#### Excerpted records
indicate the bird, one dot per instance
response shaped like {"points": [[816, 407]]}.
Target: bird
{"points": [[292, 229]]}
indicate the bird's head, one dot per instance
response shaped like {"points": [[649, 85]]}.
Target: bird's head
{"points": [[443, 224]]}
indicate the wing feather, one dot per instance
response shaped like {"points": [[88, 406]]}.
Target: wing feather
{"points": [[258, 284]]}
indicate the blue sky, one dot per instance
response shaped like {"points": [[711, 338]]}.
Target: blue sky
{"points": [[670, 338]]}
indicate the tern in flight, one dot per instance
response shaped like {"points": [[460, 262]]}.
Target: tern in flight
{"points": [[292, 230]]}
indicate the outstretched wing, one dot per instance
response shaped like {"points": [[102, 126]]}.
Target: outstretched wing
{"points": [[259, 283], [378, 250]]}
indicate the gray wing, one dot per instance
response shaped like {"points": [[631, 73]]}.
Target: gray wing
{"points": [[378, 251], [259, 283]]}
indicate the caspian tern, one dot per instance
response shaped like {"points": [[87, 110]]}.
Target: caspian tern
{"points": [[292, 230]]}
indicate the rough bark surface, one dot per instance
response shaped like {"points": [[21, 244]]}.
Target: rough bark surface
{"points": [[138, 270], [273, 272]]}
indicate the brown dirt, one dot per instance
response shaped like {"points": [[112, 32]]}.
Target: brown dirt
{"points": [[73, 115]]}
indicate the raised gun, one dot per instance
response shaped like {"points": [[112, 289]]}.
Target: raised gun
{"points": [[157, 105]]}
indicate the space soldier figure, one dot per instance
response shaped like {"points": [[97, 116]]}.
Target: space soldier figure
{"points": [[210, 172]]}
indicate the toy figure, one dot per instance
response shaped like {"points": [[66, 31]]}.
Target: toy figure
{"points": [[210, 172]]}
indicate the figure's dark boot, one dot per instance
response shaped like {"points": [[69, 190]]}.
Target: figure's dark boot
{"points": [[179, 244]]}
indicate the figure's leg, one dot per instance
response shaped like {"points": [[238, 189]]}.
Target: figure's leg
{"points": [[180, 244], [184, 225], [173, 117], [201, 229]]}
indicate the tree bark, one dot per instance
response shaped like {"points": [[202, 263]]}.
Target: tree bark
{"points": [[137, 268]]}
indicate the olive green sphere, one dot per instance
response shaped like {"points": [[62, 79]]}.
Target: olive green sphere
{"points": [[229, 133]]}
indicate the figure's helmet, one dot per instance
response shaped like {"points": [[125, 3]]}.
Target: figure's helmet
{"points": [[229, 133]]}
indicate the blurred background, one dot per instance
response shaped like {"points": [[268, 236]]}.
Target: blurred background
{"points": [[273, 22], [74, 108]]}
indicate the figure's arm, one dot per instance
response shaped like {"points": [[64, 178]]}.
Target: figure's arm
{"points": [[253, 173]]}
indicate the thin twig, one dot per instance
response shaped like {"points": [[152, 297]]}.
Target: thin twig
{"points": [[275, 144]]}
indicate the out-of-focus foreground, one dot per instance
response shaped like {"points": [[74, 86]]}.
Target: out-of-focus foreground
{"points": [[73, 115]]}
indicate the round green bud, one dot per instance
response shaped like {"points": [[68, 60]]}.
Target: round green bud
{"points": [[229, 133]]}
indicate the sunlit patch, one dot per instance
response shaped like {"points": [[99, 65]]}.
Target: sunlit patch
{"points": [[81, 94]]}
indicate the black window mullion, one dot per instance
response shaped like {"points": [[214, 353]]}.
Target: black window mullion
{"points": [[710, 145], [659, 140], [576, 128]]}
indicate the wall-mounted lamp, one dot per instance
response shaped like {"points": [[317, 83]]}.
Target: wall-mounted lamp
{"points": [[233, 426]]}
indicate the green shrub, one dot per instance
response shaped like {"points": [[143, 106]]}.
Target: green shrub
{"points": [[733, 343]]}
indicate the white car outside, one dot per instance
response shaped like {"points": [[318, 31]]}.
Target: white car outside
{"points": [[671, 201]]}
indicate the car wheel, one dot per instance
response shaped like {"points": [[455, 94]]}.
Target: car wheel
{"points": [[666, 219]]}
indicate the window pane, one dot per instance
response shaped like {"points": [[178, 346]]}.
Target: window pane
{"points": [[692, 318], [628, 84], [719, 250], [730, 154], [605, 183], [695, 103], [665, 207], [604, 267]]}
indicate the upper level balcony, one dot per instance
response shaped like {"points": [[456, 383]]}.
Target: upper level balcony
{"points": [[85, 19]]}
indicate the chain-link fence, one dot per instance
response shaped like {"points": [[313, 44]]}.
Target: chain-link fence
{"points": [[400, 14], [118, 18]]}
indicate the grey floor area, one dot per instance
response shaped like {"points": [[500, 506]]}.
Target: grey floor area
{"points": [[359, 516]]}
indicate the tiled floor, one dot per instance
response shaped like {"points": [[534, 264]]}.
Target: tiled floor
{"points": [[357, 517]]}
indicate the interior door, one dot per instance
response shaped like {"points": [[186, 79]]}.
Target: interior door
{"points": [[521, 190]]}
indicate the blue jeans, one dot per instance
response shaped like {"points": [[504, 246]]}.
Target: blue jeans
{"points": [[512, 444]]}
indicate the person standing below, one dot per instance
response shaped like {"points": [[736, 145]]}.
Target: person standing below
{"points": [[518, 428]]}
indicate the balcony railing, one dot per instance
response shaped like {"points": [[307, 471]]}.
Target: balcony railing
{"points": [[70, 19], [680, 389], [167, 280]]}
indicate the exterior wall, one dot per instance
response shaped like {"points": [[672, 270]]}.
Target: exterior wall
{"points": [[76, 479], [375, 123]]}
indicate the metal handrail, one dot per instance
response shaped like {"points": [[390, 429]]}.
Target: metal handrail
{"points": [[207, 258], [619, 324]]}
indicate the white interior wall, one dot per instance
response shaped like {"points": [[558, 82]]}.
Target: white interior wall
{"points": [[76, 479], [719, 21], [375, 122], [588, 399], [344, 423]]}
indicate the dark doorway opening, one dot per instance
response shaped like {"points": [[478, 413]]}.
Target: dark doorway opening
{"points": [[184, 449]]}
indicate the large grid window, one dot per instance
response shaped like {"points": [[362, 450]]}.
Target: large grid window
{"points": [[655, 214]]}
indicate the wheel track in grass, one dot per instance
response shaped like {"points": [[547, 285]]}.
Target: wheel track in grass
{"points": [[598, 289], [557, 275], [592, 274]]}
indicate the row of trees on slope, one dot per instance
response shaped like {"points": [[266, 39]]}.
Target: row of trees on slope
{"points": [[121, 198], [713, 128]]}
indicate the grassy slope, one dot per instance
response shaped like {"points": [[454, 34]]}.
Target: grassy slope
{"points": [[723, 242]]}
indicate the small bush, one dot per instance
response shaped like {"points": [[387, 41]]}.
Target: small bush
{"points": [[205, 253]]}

#### Task objective
Exactly as shown above, return every record.

#### Worked answer
indicate the bird, one dot per instance
response shaped like {"points": [[816, 407]]}.
Target: bird
{"points": [[292, 229]]}
indicate the bird's head, one dot per instance
response shaped like {"points": [[649, 85]]}.
Target: bird's head
{"points": [[443, 224]]}
indicate the wing feather, one dot per instance
response shaped like {"points": [[88, 406]]}.
Target: wing feather
{"points": [[258, 284]]}
indicate the blue sky, one dot per instance
response shaped like {"points": [[711, 338]]}.
Target: blue sky
{"points": [[670, 338]]}
indicate the tern in flight, one dot per instance
response shaped like {"points": [[460, 262]]}.
Target: tern in flight
{"points": [[292, 230]]}
indicate the outstretched wing, one dot per instance
response shaped like {"points": [[102, 126]]}.
Target: outstretched wing
{"points": [[259, 283], [378, 250]]}
indicate the gray wing, one dot per instance
response shaped like {"points": [[631, 73]]}.
Target: gray wing
{"points": [[378, 251], [259, 283]]}
indicate the caspian tern, one dot per instance
response shaped like {"points": [[87, 110]]}.
Target: caspian tern
{"points": [[292, 230]]}
indicate the rough bark surface, one dot per instance
response shaped like {"points": [[21, 244]]}.
Target: rough bark surface
{"points": [[138, 270], [273, 272]]}
indicate the brown dirt, one dot per instance
response shaped like {"points": [[112, 32]]}.
Target: brown dirt
{"points": [[73, 115]]}
indicate the raised gun, one dot per instance
response shaped like {"points": [[112, 289]]}.
Target: raised gun
{"points": [[157, 105]]}
indicate the space soldier figure, one dot per instance
response shaped like {"points": [[97, 116]]}.
Target: space soldier figure
{"points": [[210, 172]]}
indicate the toy figure, one dot per instance
response shaped like {"points": [[66, 31]]}.
Target: toy figure
{"points": [[210, 172]]}
indicate the figure's dark boot, one dot per instance
response shaped like {"points": [[69, 190]]}.
Target: figure's dark boot
{"points": [[179, 244]]}
indicate the figure's leg, one dot per instance
response shaped like {"points": [[238, 189]]}.
Target: figure's leg
{"points": [[180, 244], [184, 225], [173, 117], [201, 229]]}
indicate the tree bark, one dot per instance
response shaped like {"points": [[202, 263]]}.
Target: tree bark
{"points": [[137, 268]]}
indicate the olive green sphere, one dot per instance
response shaped like {"points": [[62, 79]]}.
Target: olive green sphere
{"points": [[229, 133]]}
indicate the figure's helmet, one dot per instance
response shaped like {"points": [[125, 3]]}.
Target: figure's helmet
{"points": [[229, 133]]}
indicate the blurred background, one dot per instance
response shaped like {"points": [[268, 236]]}.
Target: blurred background
{"points": [[273, 22], [74, 108]]}
indicate the figure's arm, one dot per instance
response shaped like {"points": [[64, 178]]}.
Target: figure's arm
{"points": [[253, 173]]}
indicate the thin twig, one dot per instance
response shaped like {"points": [[152, 297]]}.
Target: thin twig
{"points": [[275, 144]]}
indicate the out-of-focus foreground, one dot per instance
response shaped like {"points": [[74, 86]]}.
Target: out-of-focus foreground
{"points": [[73, 115]]}
indicate the round green bud, one dot per instance
response shaped like {"points": [[68, 60]]}.
Target: round green bud
{"points": [[229, 133]]}
indicate the sunlit patch, one dot per instance
response shaped like {"points": [[99, 65]]}.
Target: sunlit patch
{"points": [[81, 94]]}
indicate the black window mullion, one dot per instance
response shaped like {"points": [[214, 353]]}.
Target: black window mullion
{"points": [[710, 145], [659, 140], [576, 128]]}
indicate the wall-mounted lamp, one dot per instance
response shaped like {"points": [[317, 83]]}.
Target: wall-mounted lamp
{"points": [[233, 426]]}
indicate the green shrub, one dot per instance
response shaped like {"points": [[143, 106]]}.
Target: green shrub
{"points": [[733, 343]]}
indicate the white car outside, one dot per instance
response shaped like {"points": [[318, 31]]}.
Target: white car outside
{"points": [[671, 201]]}
indicate the car wheel, one dot per instance
response shaped like {"points": [[455, 94]]}.
Target: car wheel
{"points": [[666, 219]]}
indicate the window pane, one dot per instance
response shaped like {"points": [[178, 346]]}.
Target: window pane
{"points": [[692, 318], [628, 84], [719, 250], [730, 154], [605, 183], [695, 103], [665, 207], [604, 267]]}
indicate the upper level balcony, one dot per instance
response shaped like {"points": [[456, 383]]}.
Target: upper level balcony
{"points": [[85, 19]]}
indicate the chain-link fence, one dot per instance
response shaped like {"points": [[313, 44]]}.
Target: chain-link fence
{"points": [[400, 14], [118, 18]]}
indicate the grey floor area, one dot per instance
response shaped like {"points": [[500, 506]]}.
Target: grey floor area
{"points": [[359, 516]]}
indicate the tiled floor, one dot per instance
response shaped like {"points": [[534, 264]]}.
Target: tiled floor
{"points": [[357, 517]]}
indicate the interior door, one dot per instance
response shaped like {"points": [[186, 79]]}.
Target: interior door
{"points": [[521, 190]]}
indicate the blue jeans, one dot per instance
response shaped like {"points": [[504, 246]]}.
Target: blue jeans
{"points": [[512, 444]]}
indicate the person standing below, one dot per instance
response shaped like {"points": [[736, 145]]}.
Target: person standing below
{"points": [[518, 428]]}
indicate the balcony railing, one dot per instance
response shaped like {"points": [[307, 471]]}.
Target: balcony railing
{"points": [[70, 19], [680, 389], [167, 280]]}
indicate the exterior wall, one dot per instance
response shaped like {"points": [[672, 270]]}.
Target: exterior wall
{"points": [[76, 479], [375, 123]]}
indicate the metal handrail, one dot per instance
response shaped like {"points": [[390, 429]]}.
Target: metal handrail
{"points": [[207, 258], [619, 324]]}
indicate the white interior wall, one dot per instance
response shaped like {"points": [[558, 82]]}.
Target: white interior wall
{"points": [[76, 479], [719, 21], [375, 122], [588, 399], [344, 423]]}
indicate the dark doorway opening, one dot per instance
response shaped like {"points": [[478, 413]]}.
Target: dark doorway opening
{"points": [[184, 449]]}
indicate the large grid window, one dot per instance
response shaped like {"points": [[362, 450]]}.
Target: large grid window
{"points": [[655, 214]]}
indicate the wheel track in grass, one dot per instance
response shaped like {"points": [[547, 285]]}.
Target: wheel track in grass
{"points": [[598, 289], [557, 275], [592, 274]]}
indicate the row of trees on slope, one dot per instance
response shaped like {"points": [[266, 39]]}.
Target: row of trees on slope
{"points": [[121, 198], [713, 128]]}
indicate the grassy slope, one dot per instance
response shaped like {"points": [[454, 34]]}.
Target: grassy slope
{"points": [[723, 242]]}
indicate the small bush, one dot per instance
response shaped like {"points": [[387, 41]]}.
Target: small bush
{"points": [[205, 253]]}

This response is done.